• [Problem details] Go through the entries below and print each one exactly.

Dataset entries:
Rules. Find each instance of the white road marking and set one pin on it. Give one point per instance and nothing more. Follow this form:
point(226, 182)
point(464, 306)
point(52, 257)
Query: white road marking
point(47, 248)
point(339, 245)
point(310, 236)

• [Exercise output]
Rules. Find each instance of the white road marking and set one pin on it. Give one point per instance and nothing more. Follow this form:
point(226, 182)
point(464, 306)
point(52, 257)
Query: white road marking
point(47, 248)
point(339, 245)
point(310, 236)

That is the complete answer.